What to work on:
**A)** Answer these questions using the Galera slave replication text:
(i) Which two options should be used with mysqldump when exporting data from the master?
(ii) Which two settings are the only ones actually needed in the slave's configuration file?
(iii) What port number does the CHANGE MASTER statement give?
**B)** Resume the Galera slave replication text from the point where it stops, keeping its style and format.

Excerpted text:
-- START --

When we’re finished making these additions, we’ll have to restart all of the nodes and the cluster.  That means we’ll have to shut down all of the nodes first, before we start them again, so that there’s a new cluster.

We'll neeed to export the data from the master using a utility like ``mysqldump`` with the ``--flush-logs`` and ``--master-data`` options.  We'll also need to create a user account on the master that has the IP address of the slave |---| with the ``REPLICATION SLAVE`` privilege.

.. code-block:: text

   GRANT REPLICATION SLAVE ON *.*
   TO 'replicator'@'172.31.31.75'
   IDENTIFIED BY 'Rover123!';

Now we can configure the slave. Again, the slave is not a node in the Galera cluster.  It’s an extra server that will be replicating the transactions of one of the Galera nodes.


.. rst-class:: sub-heading
.. rubric:: Galera Slave Configuration & Preparation

To attach a server to a Galera node, so that it may act as a slave, we'll need to add a few lines to its configuration file.  Actually, we only need ``server-id`` and ``log-bin``.  You can see them below.  The rest are somewhat optional; They're for choosing the name and path of logs and other files.

.. code-block:: text

   [mysqld]
   ...
   server-id = 02

   log-bin = /var/log/mysql/slave-bin
   log-bin-index = /var/log/mysql/slave-bin.index
   binlog_format = MIXED

   relay-log-index = /var/lib/mysql/slave-relay-bin.index
   relay-log = /var/lib/mysql/slave-relay-bin

   read-only = 1
   innodb-read-only = 1

The only other parameter worth mentioning is the ``read-only`` option to make sure no one will edit the data.

Once we've configured the slave, we'll need to restart it.  Then we have to load the data back-up dump file we made on the master, using the ``mysql`` client. And we'll have to execute the CHANGE MASTER statement on the slave to tell it who is the master:

.. code-block:: mysql

   CHANGE MASTER TO
   MASTER_HOST='172.31.31.202',
   MASTER_PORT=3306,
   MASTER_USER='replicator',
   MASTER_PASSWORD='Rover123!';

Once all of this is done, we’ll be ready to start replication and using the slave as a back-up source.


.. rst-class:: sub-heading
.. rubric:: Backing-Up a Slave

With replication working, making back-ups is easy.  We just need to stop the slave from replicating and then start whatever back-up utility we want to use.  We'll also copy the database configuration files.  Here's how that might be done:

.. code-block:: text

   mysql -p -u root -e "STOP SLAVE"

-- END --

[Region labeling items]
-- START --

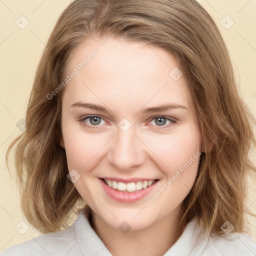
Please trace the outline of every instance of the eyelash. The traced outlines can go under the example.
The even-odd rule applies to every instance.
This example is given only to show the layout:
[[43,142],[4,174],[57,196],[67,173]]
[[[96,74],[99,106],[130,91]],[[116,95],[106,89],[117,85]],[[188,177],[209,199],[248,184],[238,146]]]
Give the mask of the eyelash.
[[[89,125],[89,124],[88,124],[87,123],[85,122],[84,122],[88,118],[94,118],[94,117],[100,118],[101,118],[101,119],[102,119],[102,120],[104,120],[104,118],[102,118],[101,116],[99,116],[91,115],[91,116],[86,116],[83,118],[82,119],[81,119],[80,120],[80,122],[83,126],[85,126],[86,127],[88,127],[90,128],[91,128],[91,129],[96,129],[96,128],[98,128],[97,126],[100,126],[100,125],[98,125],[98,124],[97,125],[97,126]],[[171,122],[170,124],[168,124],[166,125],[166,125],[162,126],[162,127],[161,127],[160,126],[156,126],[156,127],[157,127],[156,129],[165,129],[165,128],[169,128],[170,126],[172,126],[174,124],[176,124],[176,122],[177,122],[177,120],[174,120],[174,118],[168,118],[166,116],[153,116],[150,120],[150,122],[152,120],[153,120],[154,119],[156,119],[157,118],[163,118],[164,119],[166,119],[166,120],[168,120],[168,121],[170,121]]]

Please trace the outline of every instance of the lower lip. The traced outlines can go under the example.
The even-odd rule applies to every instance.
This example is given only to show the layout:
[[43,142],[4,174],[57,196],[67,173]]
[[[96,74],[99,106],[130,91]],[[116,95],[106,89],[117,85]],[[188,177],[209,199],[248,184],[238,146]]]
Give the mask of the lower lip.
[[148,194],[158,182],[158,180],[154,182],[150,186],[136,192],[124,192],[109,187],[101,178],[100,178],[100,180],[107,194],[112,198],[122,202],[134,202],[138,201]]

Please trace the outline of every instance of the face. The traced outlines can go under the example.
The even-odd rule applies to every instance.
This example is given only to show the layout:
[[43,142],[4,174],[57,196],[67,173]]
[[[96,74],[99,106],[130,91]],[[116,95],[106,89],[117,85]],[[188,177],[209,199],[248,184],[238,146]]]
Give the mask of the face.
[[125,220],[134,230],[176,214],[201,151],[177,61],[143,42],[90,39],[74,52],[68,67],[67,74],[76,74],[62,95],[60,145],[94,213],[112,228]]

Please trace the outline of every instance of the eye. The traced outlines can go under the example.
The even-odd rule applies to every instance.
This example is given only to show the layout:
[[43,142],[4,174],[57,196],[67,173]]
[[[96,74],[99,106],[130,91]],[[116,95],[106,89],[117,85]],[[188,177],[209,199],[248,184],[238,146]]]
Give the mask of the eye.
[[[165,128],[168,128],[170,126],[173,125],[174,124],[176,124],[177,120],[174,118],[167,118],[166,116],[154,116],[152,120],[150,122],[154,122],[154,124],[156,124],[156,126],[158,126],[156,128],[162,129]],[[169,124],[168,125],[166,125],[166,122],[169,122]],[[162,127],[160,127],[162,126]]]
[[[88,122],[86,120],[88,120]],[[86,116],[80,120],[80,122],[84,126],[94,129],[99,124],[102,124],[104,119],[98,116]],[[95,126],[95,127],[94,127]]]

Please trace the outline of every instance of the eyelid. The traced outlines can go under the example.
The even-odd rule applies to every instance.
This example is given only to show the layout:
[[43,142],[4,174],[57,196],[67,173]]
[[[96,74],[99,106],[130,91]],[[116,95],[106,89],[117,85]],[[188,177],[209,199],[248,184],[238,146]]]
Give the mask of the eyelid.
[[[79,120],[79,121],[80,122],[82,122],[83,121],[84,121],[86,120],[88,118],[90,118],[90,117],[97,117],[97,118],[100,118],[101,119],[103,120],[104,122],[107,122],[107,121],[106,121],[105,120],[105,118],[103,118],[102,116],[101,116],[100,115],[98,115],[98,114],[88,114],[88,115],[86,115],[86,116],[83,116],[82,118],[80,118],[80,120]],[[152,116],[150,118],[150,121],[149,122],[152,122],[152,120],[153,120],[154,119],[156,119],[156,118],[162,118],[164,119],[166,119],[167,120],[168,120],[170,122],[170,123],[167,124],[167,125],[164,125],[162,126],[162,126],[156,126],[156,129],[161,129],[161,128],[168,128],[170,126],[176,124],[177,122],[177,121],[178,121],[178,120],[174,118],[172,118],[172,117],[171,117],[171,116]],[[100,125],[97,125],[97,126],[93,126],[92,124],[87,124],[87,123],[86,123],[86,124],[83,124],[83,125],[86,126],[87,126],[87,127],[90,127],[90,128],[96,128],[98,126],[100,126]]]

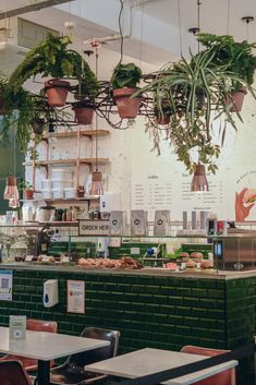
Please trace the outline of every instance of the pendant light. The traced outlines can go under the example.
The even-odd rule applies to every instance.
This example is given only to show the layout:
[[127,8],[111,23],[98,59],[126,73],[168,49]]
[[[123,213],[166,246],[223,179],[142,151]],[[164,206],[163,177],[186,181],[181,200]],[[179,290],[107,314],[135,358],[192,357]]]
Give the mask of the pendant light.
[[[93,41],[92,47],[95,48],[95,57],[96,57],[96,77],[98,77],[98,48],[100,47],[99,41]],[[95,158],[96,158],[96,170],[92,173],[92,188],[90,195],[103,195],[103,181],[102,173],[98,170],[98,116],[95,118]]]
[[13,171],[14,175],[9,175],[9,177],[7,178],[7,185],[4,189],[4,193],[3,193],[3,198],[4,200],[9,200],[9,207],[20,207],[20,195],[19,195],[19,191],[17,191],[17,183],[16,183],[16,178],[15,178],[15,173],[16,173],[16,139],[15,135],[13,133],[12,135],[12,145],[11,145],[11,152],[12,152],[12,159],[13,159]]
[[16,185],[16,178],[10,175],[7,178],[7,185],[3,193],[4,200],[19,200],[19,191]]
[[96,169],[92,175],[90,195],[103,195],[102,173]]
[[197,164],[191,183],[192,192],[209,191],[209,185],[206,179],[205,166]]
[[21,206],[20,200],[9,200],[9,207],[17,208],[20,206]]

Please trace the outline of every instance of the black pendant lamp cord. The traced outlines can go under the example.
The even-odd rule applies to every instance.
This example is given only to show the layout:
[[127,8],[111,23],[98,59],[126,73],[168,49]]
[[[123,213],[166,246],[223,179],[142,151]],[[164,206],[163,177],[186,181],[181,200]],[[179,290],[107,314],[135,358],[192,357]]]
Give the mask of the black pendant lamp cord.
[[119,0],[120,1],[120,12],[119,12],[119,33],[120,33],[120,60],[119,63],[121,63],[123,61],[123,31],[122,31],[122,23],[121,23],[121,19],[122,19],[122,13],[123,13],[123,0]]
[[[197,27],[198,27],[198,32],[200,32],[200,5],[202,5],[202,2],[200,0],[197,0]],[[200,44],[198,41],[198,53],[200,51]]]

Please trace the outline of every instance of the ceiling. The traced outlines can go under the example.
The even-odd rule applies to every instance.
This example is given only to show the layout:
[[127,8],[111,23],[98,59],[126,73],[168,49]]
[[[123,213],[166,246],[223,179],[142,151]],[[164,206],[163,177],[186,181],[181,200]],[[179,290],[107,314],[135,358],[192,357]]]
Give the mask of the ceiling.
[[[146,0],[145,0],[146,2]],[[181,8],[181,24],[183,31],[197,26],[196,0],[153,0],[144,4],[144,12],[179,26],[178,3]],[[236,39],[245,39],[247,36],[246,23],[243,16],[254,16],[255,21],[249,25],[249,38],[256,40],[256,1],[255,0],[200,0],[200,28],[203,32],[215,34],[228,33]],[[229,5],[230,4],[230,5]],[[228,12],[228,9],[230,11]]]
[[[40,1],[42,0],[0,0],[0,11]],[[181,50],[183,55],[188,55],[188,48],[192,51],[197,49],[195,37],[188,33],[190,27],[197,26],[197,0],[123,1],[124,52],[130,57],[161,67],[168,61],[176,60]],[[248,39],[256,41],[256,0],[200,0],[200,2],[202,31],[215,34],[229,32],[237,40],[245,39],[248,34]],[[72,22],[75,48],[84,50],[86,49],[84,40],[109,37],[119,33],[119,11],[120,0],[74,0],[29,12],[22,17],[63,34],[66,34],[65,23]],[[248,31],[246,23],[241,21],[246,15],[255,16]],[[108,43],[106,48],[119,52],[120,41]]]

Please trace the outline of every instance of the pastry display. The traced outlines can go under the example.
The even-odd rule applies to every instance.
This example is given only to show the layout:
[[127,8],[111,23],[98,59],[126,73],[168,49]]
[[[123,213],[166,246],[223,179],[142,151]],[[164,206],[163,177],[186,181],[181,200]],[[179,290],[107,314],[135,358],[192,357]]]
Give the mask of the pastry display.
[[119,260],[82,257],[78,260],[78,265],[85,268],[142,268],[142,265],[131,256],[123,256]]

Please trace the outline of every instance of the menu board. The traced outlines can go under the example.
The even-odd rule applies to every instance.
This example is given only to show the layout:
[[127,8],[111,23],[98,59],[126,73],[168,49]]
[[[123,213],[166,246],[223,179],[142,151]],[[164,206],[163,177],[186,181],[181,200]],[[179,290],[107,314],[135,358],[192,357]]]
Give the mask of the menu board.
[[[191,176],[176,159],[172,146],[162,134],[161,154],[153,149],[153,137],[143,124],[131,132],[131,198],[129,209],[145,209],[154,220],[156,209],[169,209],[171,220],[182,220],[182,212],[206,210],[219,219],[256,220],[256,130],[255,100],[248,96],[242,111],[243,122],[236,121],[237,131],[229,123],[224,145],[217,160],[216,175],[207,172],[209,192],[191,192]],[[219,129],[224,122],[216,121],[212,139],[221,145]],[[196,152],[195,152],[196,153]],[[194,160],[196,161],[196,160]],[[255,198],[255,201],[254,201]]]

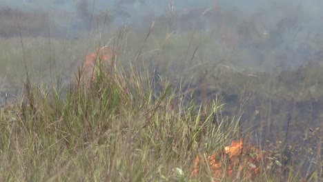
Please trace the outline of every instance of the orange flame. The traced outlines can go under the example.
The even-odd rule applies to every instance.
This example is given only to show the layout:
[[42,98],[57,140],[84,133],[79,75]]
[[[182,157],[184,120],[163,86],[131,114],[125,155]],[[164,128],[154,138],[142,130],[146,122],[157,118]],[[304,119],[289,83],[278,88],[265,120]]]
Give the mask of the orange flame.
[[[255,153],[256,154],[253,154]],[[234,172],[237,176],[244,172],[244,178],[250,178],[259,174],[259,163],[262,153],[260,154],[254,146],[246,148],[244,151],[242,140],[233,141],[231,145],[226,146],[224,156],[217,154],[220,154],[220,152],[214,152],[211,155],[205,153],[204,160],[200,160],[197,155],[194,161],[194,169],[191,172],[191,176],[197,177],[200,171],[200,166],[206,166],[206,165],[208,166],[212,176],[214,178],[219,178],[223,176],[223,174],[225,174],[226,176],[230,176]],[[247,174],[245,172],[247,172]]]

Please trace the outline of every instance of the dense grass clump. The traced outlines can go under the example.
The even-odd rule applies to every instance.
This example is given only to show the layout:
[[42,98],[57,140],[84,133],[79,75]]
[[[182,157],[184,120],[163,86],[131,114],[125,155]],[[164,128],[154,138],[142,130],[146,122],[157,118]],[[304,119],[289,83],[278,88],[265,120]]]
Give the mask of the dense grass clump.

-- END --

Expected responses:
**A)**
(i) --flush-logs and --master-data
(ii) server-id and log-bin
(iii) 3306

**B)**
   mysqldump -p -u admin_backup --flush-logs --all-databases \
             > /backups/temp/backup-20191025.sql

   cp -r /etc/my.cnf* /backups/temp/

In this example, everything it being copied into a temporary sub-directory. We would then use ``tar`` to make a single archive file and zip it:

.. code-block:: text

   cd /backups

   tar -czf mysql-backup-20191025.tgz ./temp/*

That's all we have to do, except start the slave again. Actually, we could have started it before starting ``tar``.

This method works well, but it requires an extra server just for back-ups.  A better choice is to use Galera Arbitrator, to use it to conduct the back-ups.  Let’s look at its purpose and how we might utilize it for back-ups.

.. container:: banner

   .. rst-class:: section-heading
   .. rubric:: Using Galera Arbitrator

The primary function of Galera Arbitrator, the daemon called, ``garbd``, is to act as a virtual node.  When there’s a tie vote among nodes about two conflicting transactions, the Arbitrator will cast the deciding vote.  Then all of the nodes will execute the winning transaction and Galera will continue with all nodes in agreement. This is function is portrayed in the diagram here.

Another function of Galera Arbitrator is to decide whether a joining node is in need of updates or a complete snapshot.  The former is known as an Increment State Transfer, an IST.  The latter is known as a State Snapshot Transfer, an SST.  New nodes will obviously need an SST.  The Arbitrator will then choose which node or nodes will provide the state transfer to the joining node.

This second function of Galera Arbitrator can be used in the same way to make back-ups, but with a little bit of coding.  Let’s look at how that might be done.


.. rst-class:: sub-heading
.. rubric:: Back-Ups with Galera Arbitrator

Although you can make a back-up fairly easily with ``mysqldump`` by removing a node from the cluster, and you can also make a back-up with ``rsync`` by shutting down ``mysqld`` on a node, it can be done more gracefully and with minimal interference with the Galera Cluster by using Galera Arbitrator.

Galera Arbitrator can receive a request to make a back-up, manually from the command-line using the ``garbd`` daemon, or it can be initiated automatically by a scheduling tool like ``cron``.

The Arbitrator chooses a node to be the donor |---| unless we tell it which to use. That node is then desynced. Incidentally, the back-up can be requested from any node in the cluster, and any node can be used to make the back-up.

The :term:`Donor Node` will then execute the back-up script.  We’ll have to create such a script to use whatever tools we prefer and back-up how and where we want. Once the back-up is completed, the node will be re-synchronized.

Let’s take a look at how to configure Galera Arbitrator. Then we’ll look at how to create a back-up script.


.. rst-class:: sub-heading
.. rubric:: Configure Galera Arbitrator

Galera Arbitrator is included in the Galera Cluster software.  The Galera Arbitrator daemon may be called upon from the command-line for single functions, like making a back-up. To do this, we’ll have to construct a simple script to run whichever tool we prefer, such as ``mysqldump``.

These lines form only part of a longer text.